Reading passage —
- Weekly update
- 5 minute read
A good week for
- Emerging market equities rallied +3% in sterling terms
- Oil, which gained over +11% in US dollar terms
A bad week for
- Bonds weakened across the board
- The US dollar reversed course
US monetary policy
All eyes were on Wyoming last week, as the Jackson Hole Economic Symposium took place. The central banking conference provided an opportunity for US policy makers to send a message to markets on the path of monetary policy. Remarks from Fed Chair Jerome Powell hinted at greater uncertainty around the timing of changes to monetary policy. Powell remarked that in July he, along with most members of the Federal Open Markets Committee (FOMC), was in favour of reducing the pace of asset purchases in 2021 “if the economy evolved broadly as anticipated.” However, he noted that “the intervening month has brought more progress in the form of a strong employment report for July, but also the further spread of the Delta variant.” The positive remarks on economic progress, coupled with concern over the health situation create greater uncertainty as to the Fed’s preferred timing to begin tapering asset purchases.
The UK’s shortage of lorry drivers is becoming more acute, impacting a number of businesses. The Road Haulage Association estimates there is now a shortage of more than 100,000 drivers in the UK, out of a pre-pandemic total of about 600,000. The sector has long struggled to attract workers, but a combination of factors have made the problem more acute in the last year. Many EU drivers, who were a significant share of the workforce, have left UK employment due to Brexit and the pandemic, with tax changes also making the UK less attractive than other EU countries. Social restrictions have also slowed the pace of driving tests, and thus delayed new joiners to the industry. The UK government has already relaxed rules on drivers’ hours, in order to ease the supply shortage, but this is due to expire in October. The near-term effect is higher costs for businesses, many of whom are offering higher wages for drivers.
The introduction of new UK safety and conformity standards for goods has been delayed to give businesses more time to adapt. The UKCA (UK Conformity Assessed) marking was due to be introduced in January 2022, replacing the EU’s CE mark. However, given the disruption caused by the pandemic and existing changes required by Brexit, ministers have judged that businesses need more time, delaying the change to 2023. Many of the changes officially introduced as part of the UK’s new relationship with the EU are still being worked through and not yet formally in place, including the numerous changes to trade checks between the UK and Northern Ireland. So far, the impact of the changes that have been put in place has been to increase costs for companies.

Stored data —

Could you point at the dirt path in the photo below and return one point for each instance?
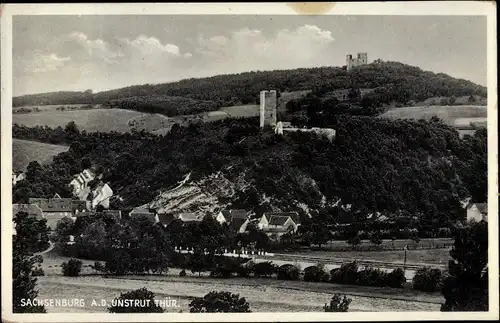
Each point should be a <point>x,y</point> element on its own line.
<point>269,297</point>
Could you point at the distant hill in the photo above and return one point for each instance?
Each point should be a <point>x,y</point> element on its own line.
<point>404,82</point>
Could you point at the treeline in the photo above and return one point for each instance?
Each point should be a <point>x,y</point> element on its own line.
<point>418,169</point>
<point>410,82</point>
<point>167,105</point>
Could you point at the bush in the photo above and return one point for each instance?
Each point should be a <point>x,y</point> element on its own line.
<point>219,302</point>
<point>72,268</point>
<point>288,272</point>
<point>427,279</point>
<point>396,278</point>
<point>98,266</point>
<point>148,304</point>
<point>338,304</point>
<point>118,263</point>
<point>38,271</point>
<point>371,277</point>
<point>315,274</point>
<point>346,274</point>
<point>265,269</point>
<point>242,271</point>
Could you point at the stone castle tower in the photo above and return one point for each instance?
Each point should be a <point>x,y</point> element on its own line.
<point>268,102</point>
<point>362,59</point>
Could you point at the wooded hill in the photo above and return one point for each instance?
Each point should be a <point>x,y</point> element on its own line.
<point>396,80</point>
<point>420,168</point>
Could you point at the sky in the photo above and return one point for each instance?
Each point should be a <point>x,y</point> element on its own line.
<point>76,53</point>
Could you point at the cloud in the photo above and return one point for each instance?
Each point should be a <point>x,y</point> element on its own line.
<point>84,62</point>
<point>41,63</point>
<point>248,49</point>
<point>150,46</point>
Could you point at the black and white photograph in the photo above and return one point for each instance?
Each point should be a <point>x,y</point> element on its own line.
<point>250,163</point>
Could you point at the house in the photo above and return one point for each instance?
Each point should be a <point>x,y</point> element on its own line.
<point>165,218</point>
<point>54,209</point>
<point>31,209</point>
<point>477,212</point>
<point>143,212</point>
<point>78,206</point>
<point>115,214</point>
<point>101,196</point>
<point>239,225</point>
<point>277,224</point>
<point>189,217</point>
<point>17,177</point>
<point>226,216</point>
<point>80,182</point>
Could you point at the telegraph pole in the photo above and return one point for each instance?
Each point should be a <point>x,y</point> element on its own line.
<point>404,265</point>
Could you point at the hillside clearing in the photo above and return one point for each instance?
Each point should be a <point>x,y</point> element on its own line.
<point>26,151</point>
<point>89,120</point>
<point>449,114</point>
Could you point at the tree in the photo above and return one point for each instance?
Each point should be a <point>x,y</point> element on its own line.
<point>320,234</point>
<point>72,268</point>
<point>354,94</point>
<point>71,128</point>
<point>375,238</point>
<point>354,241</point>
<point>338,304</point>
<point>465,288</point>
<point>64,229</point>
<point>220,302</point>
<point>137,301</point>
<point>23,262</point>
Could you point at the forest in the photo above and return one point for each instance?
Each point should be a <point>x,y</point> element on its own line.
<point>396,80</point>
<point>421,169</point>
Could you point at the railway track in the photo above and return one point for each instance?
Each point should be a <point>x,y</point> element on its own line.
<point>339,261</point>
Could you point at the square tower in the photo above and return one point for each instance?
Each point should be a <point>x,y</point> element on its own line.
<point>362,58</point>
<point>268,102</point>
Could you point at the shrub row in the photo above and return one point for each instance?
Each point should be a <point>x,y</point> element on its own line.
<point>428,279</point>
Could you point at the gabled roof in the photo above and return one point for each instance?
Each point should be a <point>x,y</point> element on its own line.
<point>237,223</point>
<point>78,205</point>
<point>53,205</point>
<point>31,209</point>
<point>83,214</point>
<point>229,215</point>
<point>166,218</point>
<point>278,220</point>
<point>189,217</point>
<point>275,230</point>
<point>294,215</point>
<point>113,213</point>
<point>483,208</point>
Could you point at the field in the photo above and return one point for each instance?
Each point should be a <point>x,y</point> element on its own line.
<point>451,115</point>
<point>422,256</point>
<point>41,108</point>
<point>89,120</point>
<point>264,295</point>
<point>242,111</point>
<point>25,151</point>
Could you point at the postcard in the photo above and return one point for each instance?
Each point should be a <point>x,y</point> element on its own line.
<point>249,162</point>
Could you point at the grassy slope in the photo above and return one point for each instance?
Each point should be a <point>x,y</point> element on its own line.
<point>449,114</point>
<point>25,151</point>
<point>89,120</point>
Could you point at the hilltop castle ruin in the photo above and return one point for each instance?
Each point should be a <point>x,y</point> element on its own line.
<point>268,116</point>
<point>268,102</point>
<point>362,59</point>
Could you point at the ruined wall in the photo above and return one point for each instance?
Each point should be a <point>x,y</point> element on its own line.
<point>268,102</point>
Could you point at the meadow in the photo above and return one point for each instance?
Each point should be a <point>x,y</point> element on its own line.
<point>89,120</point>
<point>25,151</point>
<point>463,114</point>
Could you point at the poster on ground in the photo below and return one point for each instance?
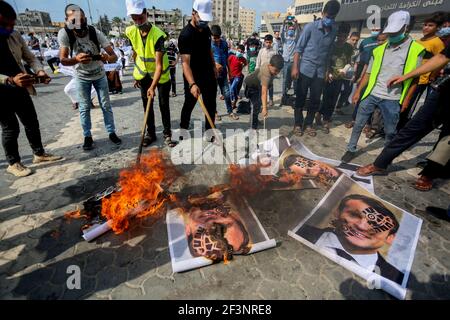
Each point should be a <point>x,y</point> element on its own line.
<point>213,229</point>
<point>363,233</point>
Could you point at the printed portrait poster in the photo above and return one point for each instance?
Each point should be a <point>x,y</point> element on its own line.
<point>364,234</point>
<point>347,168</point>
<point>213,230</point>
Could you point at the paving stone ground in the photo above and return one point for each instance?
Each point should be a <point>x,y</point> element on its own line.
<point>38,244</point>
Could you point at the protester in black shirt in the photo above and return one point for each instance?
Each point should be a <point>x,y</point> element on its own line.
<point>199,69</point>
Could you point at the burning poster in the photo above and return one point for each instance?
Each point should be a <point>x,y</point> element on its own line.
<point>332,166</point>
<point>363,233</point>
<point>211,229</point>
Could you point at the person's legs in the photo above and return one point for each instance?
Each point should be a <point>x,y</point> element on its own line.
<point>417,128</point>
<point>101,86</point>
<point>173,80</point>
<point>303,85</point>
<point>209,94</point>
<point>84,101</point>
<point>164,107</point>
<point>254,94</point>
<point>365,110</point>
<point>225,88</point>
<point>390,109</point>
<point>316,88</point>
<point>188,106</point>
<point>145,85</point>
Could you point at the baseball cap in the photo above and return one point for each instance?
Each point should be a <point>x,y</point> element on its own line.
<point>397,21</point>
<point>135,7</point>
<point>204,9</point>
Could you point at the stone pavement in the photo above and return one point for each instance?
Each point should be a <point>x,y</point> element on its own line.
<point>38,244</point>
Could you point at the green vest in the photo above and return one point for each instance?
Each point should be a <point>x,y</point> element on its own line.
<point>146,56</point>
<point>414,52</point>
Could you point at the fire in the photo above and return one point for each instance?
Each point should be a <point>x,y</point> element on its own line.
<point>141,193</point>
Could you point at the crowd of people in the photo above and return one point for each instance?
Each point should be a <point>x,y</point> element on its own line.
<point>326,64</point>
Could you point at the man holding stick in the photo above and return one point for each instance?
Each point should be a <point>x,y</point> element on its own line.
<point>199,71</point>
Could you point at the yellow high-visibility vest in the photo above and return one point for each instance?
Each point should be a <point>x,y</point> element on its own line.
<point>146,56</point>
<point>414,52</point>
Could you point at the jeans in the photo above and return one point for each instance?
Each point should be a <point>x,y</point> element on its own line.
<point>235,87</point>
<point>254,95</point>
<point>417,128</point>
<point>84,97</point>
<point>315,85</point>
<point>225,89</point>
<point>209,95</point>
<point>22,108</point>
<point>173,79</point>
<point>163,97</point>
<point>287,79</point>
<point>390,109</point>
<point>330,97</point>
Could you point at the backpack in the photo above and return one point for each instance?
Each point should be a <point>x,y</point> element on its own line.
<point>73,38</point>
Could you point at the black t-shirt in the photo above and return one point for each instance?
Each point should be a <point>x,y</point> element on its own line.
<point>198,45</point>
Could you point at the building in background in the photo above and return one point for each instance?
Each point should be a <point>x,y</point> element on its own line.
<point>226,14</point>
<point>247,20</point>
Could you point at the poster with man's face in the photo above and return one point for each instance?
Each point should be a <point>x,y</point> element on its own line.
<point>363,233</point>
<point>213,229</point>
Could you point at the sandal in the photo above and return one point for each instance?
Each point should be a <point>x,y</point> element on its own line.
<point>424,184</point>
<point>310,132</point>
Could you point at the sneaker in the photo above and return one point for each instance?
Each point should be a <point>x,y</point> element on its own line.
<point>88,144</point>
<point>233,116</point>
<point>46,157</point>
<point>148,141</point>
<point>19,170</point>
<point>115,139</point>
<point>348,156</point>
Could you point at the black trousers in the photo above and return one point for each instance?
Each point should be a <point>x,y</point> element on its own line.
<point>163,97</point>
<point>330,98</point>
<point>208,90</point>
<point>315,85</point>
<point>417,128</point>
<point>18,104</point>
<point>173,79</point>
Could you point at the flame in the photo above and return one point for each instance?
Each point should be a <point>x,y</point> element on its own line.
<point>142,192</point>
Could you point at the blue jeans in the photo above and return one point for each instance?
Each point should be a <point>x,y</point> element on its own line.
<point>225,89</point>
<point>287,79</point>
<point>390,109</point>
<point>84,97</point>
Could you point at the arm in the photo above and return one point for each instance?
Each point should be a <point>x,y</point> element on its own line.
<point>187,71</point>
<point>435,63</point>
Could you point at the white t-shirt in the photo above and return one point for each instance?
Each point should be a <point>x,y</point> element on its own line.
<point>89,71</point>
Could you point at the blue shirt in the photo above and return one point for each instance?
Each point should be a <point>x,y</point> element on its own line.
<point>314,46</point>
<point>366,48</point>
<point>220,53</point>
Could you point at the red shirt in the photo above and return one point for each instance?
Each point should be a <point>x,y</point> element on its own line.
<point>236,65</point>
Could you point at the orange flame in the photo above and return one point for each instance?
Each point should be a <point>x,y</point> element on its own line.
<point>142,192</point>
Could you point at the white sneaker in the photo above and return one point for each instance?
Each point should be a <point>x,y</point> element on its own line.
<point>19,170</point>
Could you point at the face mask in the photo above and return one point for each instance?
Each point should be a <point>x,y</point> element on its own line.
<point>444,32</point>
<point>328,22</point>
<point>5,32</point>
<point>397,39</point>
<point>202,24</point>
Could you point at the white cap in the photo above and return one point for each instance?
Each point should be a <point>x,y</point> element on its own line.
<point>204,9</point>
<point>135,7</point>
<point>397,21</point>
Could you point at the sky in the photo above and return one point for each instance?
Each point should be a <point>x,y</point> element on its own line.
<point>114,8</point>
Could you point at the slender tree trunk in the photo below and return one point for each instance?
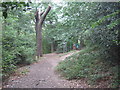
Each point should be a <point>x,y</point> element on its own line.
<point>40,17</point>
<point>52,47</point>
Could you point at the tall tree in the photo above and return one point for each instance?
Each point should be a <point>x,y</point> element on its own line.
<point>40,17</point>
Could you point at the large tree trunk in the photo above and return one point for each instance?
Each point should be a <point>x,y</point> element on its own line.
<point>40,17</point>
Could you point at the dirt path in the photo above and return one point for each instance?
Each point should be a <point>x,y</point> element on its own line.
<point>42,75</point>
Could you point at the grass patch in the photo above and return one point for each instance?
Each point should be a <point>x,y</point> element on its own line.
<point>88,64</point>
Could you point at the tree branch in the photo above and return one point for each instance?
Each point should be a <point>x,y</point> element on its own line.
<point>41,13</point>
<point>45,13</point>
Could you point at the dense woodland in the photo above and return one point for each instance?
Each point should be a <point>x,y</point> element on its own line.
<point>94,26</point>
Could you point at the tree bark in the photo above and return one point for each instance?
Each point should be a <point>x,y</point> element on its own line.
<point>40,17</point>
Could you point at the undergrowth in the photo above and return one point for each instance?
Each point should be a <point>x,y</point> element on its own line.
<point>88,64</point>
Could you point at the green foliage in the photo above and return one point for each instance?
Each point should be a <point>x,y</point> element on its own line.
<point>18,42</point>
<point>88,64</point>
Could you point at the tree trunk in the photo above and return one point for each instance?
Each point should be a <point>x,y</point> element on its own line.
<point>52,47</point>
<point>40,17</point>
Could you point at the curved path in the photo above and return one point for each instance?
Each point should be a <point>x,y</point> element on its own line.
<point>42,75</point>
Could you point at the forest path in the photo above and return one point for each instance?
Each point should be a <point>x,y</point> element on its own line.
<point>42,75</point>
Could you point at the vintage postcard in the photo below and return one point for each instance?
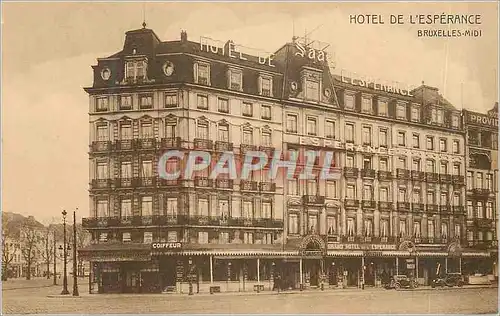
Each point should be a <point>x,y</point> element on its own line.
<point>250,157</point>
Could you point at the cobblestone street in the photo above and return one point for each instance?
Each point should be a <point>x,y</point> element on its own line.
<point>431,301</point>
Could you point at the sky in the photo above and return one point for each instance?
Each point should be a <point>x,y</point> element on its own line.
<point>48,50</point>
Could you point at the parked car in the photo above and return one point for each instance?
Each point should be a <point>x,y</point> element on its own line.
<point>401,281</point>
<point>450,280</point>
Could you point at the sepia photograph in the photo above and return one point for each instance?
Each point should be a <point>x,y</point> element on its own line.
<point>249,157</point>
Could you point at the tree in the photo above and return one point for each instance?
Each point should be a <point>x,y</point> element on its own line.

To do — Reproduce the stretch of the weekly update from "The introduction of" through "costs for companies.", substituting "officials" for "ministers".

Result for this exercise —
The introduction of new UK safety and conformity standards for goods has been delayed to give businesses more time to adapt. The UKCA (UK Conformity Assessed) marking was due to be introduced in January 2022, replacing the EU’s CE mark. However, given the disruption caused by the pandemic and existing changes required by Brexit, officials have judged that businesses need more time, delaying the change to 2023. Many of the changes officially introduced as part of the UK’s new relationship with the EU are still being worked through and not yet formally in place, including the numerous changes to trade checks between the UK and Northern Ireland. So far, the impact of the changes that have been put in place has been to increase costs for companies.